# [TASK DIRECTIONS]
Each line below with the string "yellow" should be copied.

# [GIVEN INFORMATION]
----------

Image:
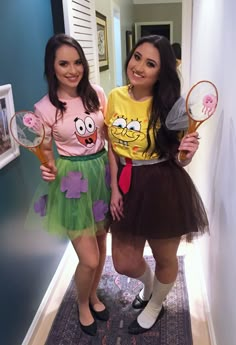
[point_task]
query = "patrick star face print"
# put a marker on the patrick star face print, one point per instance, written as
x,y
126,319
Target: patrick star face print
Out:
x,y
86,131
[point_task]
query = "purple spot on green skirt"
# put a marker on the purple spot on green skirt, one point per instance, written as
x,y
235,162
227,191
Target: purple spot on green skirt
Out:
x,y
41,205
108,176
74,185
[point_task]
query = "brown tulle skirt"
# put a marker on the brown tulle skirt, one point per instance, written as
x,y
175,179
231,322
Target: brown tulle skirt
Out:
x,y
162,203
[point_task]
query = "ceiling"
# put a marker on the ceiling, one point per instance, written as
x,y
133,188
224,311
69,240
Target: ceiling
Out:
x,y
141,2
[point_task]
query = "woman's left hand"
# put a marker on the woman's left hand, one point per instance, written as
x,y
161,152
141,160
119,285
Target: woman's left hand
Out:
x,y
189,144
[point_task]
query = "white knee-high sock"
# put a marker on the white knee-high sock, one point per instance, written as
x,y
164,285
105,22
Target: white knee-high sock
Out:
x,y
147,280
148,316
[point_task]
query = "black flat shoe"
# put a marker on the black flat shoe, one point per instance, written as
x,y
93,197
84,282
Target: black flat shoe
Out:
x,y
139,303
100,315
135,328
90,329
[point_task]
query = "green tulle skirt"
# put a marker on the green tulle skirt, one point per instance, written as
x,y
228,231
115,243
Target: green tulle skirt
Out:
x,y
77,202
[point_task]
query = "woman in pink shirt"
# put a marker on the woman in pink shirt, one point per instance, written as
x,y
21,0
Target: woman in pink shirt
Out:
x,y
79,188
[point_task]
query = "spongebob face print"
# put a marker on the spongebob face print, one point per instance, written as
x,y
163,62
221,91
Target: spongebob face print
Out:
x,y
86,131
125,131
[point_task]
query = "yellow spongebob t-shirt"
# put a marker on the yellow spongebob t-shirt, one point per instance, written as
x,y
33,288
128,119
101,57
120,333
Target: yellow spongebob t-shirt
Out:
x,y
127,122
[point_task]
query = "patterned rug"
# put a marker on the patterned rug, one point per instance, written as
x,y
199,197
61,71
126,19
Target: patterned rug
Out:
x,y
118,292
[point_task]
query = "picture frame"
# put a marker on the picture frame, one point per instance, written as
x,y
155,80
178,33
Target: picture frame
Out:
x,y
129,41
101,23
9,149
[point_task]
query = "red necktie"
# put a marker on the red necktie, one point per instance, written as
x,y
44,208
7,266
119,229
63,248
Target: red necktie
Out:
x,y
125,176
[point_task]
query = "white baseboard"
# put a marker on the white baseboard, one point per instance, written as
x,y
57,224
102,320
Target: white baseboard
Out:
x,y
205,299
46,312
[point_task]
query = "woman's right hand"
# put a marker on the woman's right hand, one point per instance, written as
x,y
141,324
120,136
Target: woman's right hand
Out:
x,y
48,171
116,205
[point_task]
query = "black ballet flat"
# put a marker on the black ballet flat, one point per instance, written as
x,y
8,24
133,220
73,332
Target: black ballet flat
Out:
x,y
90,329
100,315
139,303
135,328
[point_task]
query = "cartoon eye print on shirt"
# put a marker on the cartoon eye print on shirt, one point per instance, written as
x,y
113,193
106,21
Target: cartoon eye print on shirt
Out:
x,y
86,131
126,132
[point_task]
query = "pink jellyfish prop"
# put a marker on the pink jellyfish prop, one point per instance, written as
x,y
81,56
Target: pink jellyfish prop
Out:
x,y
30,120
209,104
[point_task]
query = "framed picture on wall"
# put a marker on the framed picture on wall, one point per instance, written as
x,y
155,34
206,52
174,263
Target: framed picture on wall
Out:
x,y
101,22
9,149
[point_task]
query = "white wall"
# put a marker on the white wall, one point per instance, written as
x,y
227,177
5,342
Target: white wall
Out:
x,y
107,78
214,166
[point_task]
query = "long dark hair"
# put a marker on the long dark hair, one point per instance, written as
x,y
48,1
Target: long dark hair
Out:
x,y
84,89
166,91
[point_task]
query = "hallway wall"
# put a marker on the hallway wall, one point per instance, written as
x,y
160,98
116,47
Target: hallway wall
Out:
x,y
214,166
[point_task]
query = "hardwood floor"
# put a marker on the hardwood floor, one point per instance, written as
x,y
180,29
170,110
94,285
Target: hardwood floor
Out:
x,y
200,331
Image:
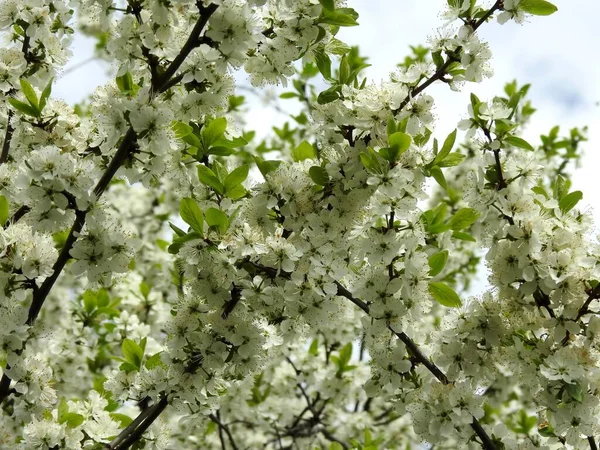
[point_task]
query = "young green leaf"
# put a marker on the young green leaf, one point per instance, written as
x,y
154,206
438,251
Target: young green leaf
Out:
x,y
236,177
569,201
4,210
463,218
192,214
323,62
437,262
446,148
519,143
266,166
399,143
304,151
217,219
132,352
45,95
538,7
30,94
453,159
444,294
438,175
23,107
329,5
319,175
342,17
210,179
213,131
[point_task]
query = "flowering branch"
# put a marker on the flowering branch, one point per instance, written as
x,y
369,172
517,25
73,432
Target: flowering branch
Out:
x,y
7,138
443,69
134,431
117,161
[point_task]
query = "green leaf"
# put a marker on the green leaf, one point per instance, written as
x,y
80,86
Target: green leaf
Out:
x,y
329,95
192,214
575,391
370,161
266,166
346,354
89,301
64,416
344,70
304,151
323,62
453,159
125,83
45,95
341,17
217,219
236,192
438,175
73,420
179,241
23,107
444,294
123,419
4,210
519,143
219,150
568,202
437,262
399,143
236,177
561,187
181,129
537,7
153,361
132,352
329,5
213,131
463,236
63,408
463,218
446,148
319,175
210,179
30,94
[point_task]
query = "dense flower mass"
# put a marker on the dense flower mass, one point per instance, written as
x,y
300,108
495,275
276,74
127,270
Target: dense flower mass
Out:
x,y
171,282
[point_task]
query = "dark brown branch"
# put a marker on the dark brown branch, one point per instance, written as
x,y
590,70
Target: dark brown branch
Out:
x,y
118,159
138,427
17,215
442,70
223,428
7,138
486,441
190,44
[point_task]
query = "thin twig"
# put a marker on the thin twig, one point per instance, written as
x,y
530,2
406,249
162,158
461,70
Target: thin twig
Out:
x,y
7,138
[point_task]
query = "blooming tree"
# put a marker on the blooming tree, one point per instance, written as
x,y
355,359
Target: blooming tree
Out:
x,y
170,281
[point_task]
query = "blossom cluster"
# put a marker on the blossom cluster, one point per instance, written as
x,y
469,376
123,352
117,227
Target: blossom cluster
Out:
x,y
166,285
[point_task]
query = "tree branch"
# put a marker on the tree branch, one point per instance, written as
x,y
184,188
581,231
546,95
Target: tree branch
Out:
x,y
118,159
442,71
223,428
138,427
190,44
487,442
7,138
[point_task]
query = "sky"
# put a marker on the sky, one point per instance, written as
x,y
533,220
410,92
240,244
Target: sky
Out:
x,y
558,55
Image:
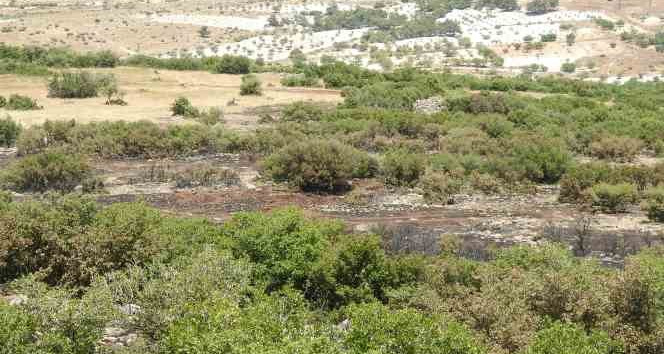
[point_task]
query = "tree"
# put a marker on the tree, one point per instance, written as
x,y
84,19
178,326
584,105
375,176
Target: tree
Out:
x,y
9,131
233,64
317,165
251,85
541,6
204,32
570,38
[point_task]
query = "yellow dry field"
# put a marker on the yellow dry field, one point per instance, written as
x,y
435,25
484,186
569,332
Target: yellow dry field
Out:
x,y
150,94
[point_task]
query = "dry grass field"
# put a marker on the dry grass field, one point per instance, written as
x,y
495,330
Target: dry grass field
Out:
x,y
150,94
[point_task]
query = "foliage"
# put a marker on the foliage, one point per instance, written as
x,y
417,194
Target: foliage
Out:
x,y
301,111
402,168
22,103
318,165
251,85
653,204
183,107
564,338
540,6
621,149
9,131
50,170
375,329
78,84
231,64
568,67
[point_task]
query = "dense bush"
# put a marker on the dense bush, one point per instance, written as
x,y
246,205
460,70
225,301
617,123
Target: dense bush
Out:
x,y
613,198
284,281
183,107
318,165
251,85
568,67
77,84
439,187
653,204
542,161
22,103
33,60
301,112
402,168
231,64
299,80
9,131
49,170
614,148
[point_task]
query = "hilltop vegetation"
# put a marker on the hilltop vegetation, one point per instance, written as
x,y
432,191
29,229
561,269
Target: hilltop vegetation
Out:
x,y
280,281
286,282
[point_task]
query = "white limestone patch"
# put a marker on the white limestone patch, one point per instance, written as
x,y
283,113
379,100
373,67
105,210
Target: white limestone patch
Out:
x,y
278,47
496,27
244,23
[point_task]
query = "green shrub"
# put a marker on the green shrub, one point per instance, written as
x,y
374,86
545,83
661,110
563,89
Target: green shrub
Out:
x,y
301,111
564,338
231,64
318,165
616,148
212,116
402,168
17,330
653,204
50,170
251,85
543,161
299,80
77,84
9,131
613,198
439,187
568,67
183,107
377,329
285,245
22,103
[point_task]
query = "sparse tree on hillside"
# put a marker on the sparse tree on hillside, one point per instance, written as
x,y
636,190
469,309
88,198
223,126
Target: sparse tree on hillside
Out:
x,y
204,32
571,38
541,6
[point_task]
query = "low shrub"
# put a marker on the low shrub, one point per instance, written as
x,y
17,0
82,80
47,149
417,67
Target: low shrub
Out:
x,y
568,68
183,107
402,168
9,131
439,187
232,64
22,103
301,112
299,80
251,85
578,179
543,161
77,84
613,198
50,170
318,165
653,204
616,148
212,116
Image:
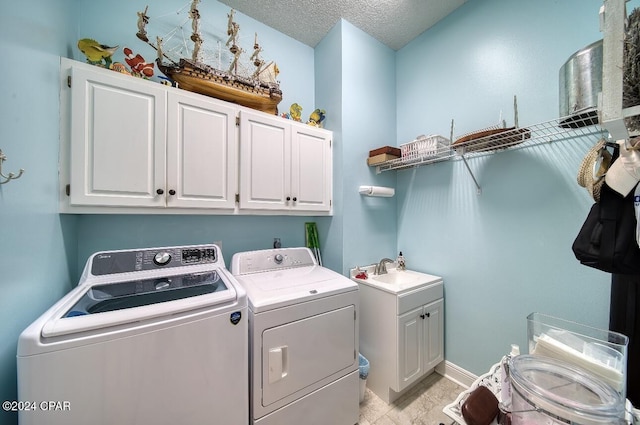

----------

# [THE COMPLETED TASK]
query = "yellow spongebob t-shirt"
# put a marker on the yellow spongebob t-shirt, one point per instance, written as
Target: yellow spongebob t-shirt
query = "yellow dry field"
# put a marker on the yellow dry field, one point per instance, written as
Target: yellow dry field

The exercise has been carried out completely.